Selection
----------------------------------------
Each of the major events has a complicated set of qualifying rounds to select a challenger. The qualifying system is a long series of single-elimination tournaments which may be combined with separate round-robin (league) systems. The single elimination tournaments involve lower-ranked pros, who are met with higher-ranked pros in later stages. The whole system is designed to produce a single challenger, who then goes on to play the titleholder. The titleholder is the previous year's winner of the tournament in interest, who will not have participated in the event up to this point. The final match of the titleholder and the challenger is either a best-of-seven or a best-of-five. Each game may be scheduled in a different city. Cities are chosen often in one country where the organizer operates but not limited to. For example for the Kisei tournament of go in Japan, the first game is often played outside Japan, for example in Europe or North America, to attract attention. The match then settles into a schedule of a game every two weeks or one week. The games take one day or two days to finish today. In the past it took longer; for Meijinsen of shogi in Japan, its earliest final games were designed to take three days.

The winner of the title match then enters the record books, and returns to defend the title the following year (cases where the title is for some reason not defended have been very rare). The most common measure of a top go and shogi player's success, in Japan at least, is the total number of titles accumulated.
----------------------------------------
Given request
Please extend the passage on go and shogi title tournaments, picking up right after its last sentence.

Data
----------------------------------------
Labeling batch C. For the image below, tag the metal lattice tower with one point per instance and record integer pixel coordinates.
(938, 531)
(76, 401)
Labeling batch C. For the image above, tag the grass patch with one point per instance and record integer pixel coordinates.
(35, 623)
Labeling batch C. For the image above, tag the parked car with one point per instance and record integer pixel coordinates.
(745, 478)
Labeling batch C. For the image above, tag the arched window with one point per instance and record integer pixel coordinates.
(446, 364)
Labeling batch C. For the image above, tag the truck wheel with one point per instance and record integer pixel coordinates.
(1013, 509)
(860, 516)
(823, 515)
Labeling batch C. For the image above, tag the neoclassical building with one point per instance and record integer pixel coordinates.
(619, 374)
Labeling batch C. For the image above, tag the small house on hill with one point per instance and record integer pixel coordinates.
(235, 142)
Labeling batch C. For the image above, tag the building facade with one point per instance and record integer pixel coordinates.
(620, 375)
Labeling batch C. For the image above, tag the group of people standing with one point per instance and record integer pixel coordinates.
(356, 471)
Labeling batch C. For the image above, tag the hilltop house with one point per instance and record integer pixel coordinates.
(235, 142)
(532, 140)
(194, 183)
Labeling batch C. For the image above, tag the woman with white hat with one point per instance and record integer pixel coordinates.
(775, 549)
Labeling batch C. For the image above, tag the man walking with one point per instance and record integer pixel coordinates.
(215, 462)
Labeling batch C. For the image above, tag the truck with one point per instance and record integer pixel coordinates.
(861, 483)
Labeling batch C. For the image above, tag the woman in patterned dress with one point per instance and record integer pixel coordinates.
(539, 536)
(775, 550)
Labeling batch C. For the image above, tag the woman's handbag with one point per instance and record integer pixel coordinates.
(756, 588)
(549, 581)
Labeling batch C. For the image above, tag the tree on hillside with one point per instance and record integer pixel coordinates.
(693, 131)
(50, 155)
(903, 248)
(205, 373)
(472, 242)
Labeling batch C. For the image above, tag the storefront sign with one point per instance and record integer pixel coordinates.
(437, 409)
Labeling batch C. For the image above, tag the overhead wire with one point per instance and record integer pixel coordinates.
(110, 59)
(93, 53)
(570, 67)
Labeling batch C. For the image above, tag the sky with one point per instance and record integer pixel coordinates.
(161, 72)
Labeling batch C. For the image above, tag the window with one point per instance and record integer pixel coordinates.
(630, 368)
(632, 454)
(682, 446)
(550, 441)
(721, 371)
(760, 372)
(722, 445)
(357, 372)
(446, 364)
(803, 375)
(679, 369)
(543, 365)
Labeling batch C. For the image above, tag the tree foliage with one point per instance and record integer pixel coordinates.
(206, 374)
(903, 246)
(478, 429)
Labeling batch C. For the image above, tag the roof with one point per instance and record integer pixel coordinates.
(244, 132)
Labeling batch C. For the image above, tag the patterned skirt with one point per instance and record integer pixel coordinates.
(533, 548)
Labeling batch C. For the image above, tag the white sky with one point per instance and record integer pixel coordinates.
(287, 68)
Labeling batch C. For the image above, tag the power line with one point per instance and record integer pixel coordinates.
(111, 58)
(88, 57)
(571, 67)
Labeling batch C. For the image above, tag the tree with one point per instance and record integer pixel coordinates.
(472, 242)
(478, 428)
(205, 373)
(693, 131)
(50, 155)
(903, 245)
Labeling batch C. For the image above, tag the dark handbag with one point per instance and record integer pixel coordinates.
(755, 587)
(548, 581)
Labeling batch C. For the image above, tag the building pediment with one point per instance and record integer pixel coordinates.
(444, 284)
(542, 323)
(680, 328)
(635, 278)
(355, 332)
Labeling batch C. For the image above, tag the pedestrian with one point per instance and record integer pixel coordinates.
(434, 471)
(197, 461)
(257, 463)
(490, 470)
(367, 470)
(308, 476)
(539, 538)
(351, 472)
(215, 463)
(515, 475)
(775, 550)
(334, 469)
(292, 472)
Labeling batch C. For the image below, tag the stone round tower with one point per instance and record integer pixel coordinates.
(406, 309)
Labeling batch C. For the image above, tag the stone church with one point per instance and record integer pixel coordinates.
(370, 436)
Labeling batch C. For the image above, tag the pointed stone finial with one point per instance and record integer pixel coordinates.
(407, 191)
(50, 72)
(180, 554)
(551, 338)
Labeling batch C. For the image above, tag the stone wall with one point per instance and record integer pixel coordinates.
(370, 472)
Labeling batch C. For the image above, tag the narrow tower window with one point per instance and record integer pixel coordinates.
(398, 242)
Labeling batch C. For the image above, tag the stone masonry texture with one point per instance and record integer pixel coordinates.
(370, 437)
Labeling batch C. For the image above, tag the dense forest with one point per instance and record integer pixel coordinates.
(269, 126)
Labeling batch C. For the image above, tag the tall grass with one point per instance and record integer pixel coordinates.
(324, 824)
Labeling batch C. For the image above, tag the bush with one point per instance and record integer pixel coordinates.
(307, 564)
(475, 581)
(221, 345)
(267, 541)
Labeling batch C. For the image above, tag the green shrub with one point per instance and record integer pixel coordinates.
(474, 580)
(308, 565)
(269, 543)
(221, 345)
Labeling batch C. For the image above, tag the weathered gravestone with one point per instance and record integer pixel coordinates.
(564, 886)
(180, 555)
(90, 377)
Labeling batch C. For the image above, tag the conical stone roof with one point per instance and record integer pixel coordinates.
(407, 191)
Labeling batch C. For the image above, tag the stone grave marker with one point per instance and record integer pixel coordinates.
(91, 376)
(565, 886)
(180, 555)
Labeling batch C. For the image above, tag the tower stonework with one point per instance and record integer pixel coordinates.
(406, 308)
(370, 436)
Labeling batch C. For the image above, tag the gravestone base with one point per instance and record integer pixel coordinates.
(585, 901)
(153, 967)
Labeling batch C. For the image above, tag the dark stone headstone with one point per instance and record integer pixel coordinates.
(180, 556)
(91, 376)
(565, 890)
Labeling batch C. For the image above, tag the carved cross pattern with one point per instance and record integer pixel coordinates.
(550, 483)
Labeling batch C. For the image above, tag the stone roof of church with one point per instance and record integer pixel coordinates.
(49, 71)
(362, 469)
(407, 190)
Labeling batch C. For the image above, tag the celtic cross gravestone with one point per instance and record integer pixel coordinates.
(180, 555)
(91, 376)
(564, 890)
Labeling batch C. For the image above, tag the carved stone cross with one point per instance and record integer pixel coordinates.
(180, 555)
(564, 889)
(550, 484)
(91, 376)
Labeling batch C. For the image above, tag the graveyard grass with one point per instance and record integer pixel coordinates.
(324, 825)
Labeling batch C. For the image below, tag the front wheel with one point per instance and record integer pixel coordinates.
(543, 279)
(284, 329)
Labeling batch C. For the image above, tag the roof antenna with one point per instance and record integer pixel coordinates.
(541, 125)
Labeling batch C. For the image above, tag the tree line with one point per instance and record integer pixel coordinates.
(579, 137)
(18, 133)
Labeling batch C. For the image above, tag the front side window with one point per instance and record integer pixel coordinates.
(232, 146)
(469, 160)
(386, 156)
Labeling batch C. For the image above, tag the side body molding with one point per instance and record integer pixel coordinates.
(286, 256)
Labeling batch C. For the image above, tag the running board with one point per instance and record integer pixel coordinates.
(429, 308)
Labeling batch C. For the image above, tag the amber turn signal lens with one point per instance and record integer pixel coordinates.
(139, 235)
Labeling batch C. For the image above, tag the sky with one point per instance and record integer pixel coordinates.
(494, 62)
----------------------------------------
Output
Each titleholder system tournament allows its latest winner of the tournament to be styled with the name (title). Some but not every tournament allows its second latest winner to be styled ex-Title for one year and only. For example Ryu-oh tournament of shogi in Japan admits its winner in the previous year to be styled Zen-ryu-oh. Each tournament may have its own lifetime title qualification which gives the right to be styled Lifetime Title to the player who has accumulated wins at that tournament certain times. For example the Kisei tournament in Japan, the qualified player may be styled Eisei Kisei. It is often rare for active players to be styled with their lifetime titles, though it has happened multiple times, specially for aged notable players including Yasuharu Oyama.

==Other systems==
In go, the first titleholder system of the modern pattern was the Honinbo tournament. Before that was introduced in the early 1940s, other systems used were the win-and-continue system, which has the advantage of low organisational overheads, and high-profile jubango. There has been no jubango since 1960, but win-and-continue systems are used in South Korea. Teams matches were also popular in the 1920s.

The introduction of international go events led to the adoption of new systems for those, mostly based on knockout rounds, and international titles are typically not awarded under the titleholder system. That is, the holder has to compete in the event's earlier stages, a system akin to the way tennis tournaments do it, with the champion perhaps avoiding preliminaries and being seeded into the final stages.